___ DATASET ENTRIES

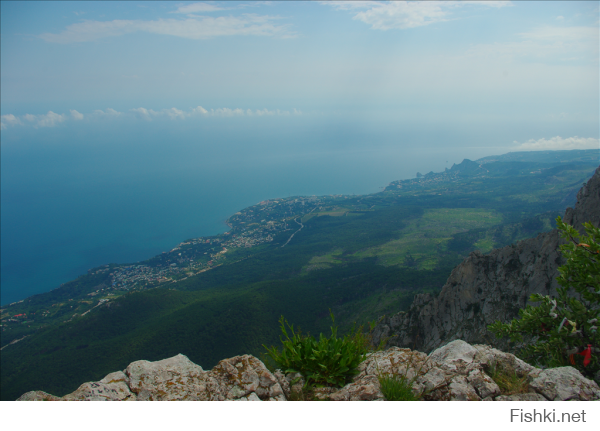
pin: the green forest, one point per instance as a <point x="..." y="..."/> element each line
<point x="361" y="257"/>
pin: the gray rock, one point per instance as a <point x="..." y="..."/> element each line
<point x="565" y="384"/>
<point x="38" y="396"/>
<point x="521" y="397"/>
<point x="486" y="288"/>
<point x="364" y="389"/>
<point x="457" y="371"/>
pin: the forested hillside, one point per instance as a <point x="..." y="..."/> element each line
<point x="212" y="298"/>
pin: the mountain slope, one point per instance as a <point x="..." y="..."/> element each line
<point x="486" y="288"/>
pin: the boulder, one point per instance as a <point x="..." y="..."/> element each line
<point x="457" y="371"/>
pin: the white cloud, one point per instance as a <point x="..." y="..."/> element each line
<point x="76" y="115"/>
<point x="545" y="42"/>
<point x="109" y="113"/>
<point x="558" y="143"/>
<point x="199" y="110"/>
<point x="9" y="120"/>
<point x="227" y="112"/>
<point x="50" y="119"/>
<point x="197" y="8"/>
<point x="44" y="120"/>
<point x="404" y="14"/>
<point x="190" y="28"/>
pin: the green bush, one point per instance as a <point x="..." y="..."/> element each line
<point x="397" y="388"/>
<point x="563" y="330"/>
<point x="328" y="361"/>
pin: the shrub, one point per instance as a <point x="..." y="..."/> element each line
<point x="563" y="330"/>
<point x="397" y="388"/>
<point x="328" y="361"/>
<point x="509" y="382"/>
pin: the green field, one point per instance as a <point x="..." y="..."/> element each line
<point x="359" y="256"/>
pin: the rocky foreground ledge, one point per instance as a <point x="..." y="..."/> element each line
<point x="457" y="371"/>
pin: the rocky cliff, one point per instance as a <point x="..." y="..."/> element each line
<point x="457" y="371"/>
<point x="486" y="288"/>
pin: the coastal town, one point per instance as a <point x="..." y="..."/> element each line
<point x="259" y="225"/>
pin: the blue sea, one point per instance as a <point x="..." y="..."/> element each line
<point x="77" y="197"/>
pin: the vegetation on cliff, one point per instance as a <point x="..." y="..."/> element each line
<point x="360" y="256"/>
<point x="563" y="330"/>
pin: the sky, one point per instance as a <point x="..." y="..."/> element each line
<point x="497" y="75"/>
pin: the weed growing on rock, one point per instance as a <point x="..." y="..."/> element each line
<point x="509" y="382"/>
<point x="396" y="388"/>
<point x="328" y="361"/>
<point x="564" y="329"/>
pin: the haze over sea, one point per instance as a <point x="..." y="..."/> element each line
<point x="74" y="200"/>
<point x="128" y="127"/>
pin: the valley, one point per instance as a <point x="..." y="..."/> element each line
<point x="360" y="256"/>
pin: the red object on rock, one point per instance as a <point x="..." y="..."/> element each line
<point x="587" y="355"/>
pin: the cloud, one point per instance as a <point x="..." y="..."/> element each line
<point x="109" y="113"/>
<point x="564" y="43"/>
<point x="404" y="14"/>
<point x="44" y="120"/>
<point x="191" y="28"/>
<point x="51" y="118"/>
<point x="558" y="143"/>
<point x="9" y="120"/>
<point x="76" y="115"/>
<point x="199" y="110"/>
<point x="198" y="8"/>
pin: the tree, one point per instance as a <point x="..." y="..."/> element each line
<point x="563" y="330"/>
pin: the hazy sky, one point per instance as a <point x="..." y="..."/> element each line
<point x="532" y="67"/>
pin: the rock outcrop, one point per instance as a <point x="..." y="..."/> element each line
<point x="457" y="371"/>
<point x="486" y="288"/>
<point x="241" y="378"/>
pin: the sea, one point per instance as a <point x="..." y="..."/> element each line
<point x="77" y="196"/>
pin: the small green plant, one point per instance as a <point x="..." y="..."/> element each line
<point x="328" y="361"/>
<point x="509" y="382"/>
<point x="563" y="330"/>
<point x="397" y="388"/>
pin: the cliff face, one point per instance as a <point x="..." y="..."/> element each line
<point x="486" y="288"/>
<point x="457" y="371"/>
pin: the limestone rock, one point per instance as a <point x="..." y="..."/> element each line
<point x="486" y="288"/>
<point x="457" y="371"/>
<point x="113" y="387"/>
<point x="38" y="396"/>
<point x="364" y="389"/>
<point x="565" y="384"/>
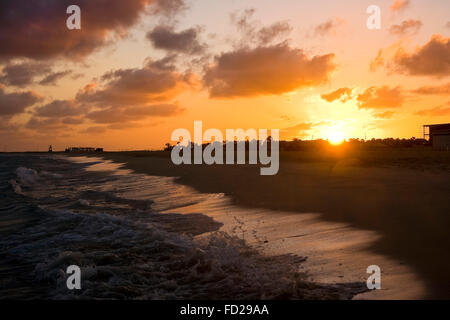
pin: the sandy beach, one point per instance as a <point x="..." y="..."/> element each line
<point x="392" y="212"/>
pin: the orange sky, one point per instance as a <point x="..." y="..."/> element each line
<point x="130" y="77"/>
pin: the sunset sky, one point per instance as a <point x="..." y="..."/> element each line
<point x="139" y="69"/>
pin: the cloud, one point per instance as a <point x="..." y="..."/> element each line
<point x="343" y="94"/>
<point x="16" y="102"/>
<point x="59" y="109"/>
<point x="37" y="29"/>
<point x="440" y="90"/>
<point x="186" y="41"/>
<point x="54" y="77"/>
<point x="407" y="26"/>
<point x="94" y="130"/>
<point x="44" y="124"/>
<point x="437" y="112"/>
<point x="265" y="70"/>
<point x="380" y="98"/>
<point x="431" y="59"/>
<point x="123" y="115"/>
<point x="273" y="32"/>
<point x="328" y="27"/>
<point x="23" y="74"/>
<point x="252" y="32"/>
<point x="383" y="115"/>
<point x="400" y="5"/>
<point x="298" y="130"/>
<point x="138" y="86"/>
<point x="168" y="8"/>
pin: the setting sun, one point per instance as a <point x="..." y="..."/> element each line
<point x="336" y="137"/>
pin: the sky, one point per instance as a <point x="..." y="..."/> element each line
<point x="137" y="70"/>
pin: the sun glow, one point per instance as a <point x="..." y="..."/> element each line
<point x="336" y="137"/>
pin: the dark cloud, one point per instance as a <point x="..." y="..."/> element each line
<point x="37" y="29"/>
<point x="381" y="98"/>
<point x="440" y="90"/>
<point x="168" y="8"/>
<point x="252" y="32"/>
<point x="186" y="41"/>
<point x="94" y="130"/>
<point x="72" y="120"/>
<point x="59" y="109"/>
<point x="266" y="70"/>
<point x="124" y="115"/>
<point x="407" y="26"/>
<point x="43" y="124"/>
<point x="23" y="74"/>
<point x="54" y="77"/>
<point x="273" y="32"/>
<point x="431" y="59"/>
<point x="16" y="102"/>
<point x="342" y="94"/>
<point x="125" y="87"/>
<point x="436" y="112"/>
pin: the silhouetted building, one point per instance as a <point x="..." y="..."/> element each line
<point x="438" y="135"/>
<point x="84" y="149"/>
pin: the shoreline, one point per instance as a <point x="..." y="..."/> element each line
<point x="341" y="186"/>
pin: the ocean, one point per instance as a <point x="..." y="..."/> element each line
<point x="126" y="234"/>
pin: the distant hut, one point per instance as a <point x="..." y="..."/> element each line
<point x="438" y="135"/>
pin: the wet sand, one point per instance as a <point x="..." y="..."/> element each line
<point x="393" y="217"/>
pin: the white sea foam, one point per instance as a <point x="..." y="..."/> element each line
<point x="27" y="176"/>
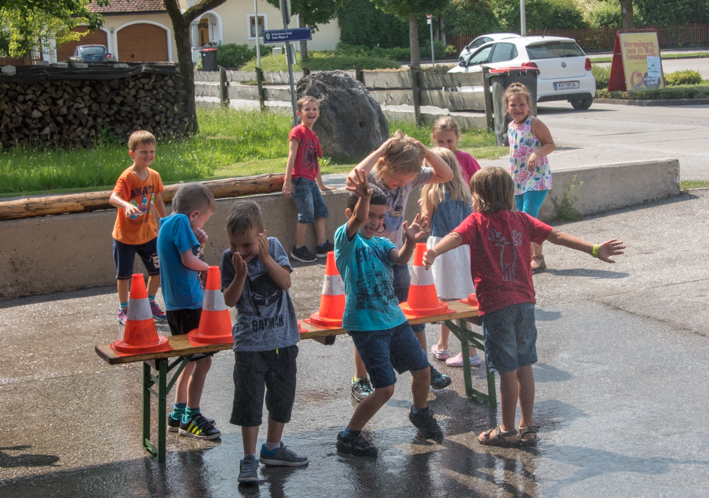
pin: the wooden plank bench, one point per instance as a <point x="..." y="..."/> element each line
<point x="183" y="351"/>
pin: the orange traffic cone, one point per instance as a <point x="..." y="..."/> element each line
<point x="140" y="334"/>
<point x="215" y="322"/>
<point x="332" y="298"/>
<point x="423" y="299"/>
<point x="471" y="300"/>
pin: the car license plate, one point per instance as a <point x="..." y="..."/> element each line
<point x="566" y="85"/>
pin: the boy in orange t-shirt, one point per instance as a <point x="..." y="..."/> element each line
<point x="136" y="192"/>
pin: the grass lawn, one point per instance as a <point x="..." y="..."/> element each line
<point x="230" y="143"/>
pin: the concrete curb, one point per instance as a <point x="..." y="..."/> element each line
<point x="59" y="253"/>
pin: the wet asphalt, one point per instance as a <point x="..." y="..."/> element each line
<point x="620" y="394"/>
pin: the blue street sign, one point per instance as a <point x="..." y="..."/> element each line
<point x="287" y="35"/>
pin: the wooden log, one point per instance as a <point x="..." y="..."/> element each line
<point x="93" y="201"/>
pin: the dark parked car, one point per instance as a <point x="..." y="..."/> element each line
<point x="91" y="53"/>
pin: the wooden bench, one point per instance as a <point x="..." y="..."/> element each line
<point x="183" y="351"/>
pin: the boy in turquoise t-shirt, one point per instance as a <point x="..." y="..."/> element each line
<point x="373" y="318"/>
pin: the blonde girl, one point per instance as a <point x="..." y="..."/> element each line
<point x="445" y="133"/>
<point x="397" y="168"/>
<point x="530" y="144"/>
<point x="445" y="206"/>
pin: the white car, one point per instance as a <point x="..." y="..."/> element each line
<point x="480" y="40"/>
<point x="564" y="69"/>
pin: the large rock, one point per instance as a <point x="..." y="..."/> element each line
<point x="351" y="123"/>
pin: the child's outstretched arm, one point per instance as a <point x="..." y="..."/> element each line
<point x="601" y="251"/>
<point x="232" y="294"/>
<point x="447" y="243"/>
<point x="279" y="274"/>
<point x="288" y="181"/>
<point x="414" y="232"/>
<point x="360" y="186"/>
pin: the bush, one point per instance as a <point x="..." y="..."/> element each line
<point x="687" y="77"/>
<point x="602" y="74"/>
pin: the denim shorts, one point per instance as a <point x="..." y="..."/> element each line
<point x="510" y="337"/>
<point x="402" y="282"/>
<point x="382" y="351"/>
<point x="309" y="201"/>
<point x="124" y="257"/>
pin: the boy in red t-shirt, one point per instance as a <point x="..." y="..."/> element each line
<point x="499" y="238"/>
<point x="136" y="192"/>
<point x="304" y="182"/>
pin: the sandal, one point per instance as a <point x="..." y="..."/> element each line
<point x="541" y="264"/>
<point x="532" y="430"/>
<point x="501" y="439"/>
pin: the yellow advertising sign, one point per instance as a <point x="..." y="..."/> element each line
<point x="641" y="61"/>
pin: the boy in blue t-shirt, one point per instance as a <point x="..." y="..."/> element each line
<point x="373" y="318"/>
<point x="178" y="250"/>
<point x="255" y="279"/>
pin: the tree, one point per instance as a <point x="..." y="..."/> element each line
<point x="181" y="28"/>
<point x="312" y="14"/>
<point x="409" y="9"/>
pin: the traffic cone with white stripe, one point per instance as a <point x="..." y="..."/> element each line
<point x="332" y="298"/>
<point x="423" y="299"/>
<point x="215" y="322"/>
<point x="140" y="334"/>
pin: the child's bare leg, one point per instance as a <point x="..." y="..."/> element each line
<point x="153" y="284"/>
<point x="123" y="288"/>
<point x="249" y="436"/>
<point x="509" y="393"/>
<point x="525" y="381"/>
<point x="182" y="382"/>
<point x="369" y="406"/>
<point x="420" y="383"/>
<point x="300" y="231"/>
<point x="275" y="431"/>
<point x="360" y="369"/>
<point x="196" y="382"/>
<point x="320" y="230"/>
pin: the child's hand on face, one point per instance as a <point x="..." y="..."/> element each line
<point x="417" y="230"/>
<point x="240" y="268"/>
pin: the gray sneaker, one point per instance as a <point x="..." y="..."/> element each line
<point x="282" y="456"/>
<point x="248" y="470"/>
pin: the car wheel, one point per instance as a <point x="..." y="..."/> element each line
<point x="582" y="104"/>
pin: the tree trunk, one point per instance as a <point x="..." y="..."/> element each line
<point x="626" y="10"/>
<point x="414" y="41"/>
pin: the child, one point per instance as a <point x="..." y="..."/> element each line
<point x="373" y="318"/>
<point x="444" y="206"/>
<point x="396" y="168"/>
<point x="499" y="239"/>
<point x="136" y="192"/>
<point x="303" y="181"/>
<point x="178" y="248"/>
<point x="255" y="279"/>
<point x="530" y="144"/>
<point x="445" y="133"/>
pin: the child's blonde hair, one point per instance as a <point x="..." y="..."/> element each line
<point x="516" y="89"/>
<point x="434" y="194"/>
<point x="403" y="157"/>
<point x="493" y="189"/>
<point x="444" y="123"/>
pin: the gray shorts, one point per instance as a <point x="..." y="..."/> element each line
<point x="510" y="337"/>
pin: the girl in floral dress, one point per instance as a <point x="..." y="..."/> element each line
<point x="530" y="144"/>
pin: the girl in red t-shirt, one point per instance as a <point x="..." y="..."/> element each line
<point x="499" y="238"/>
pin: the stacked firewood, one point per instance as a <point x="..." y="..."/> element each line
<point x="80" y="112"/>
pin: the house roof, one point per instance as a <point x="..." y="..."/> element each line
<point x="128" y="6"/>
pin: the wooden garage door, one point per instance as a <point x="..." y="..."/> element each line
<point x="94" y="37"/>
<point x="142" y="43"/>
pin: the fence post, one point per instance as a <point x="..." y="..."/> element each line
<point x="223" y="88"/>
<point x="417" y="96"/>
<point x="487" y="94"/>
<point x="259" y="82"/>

______

- _WHAT NEEDS TO BE DONE_: What is wanted is an exact repetition of the lines from the one with "pin: the tree trunk, one" through the last line of the material above, both ends included.

- _EXPECTED ANSWER_:
pin: the tree trunk, one point per instance as a <point x="..." y="..."/> element each line
<point x="626" y="10"/>
<point x="414" y="41"/>
pin: the child, one point per instance as a <point x="..." y="..."/> element each line
<point x="373" y="318"/>
<point x="444" y="206"/>
<point x="396" y="168"/>
<point x="499" y="239"/>
<point x="136" y="192"/>
<point x="303" y="181"/>
<point x="178" y="248"/>
<point x="255" y="279"/>
<point x="530" y="144"/>
<point x="445" y="133"/>
pin: the child's blonde hair, one point per instance as a <point x="..." y="..."/> element each line
<point x="516" y="89"/>
<point x="434" y="194"/>
<point x="403" y="157"/>
<point x="493" y="189"/>
<point x="444" y="123"/>
pin: the gray shorts, one point per instance as a <point x="..." y="..."/> element each line
<point x="510" y="337"/>
pin: the girl in floral dress, one point per instance as a <point x="..." y="..."/> element each line
<point x="530" y="144"/>
pin: the girl in red t-shirt, one point per instance as a <point x="..." y="..."/> element each line
<point x="499" y="238"/>
pin: the stacked firewood, one point per instance as a <point x="..." y="..."/> element each line
<point x="80" y="112"/>
pin: the house roof, one point per instance as a <point x="..." y="..."/> element each line
<point x="128" y="6"/>
pin: the wooden garage door, one point per instance as a <point x="..." y="..."/> element each line
<point x="94" y="37"/>
<point x="142" y="43"/>
pin: the fence post, one point per instance as a <point x="..." y="..."/> element each line
<point x="223" y="88"/>
<point x="417" y="96"/>
<point x="487" y="94"/>
<point x="259" y="82"/>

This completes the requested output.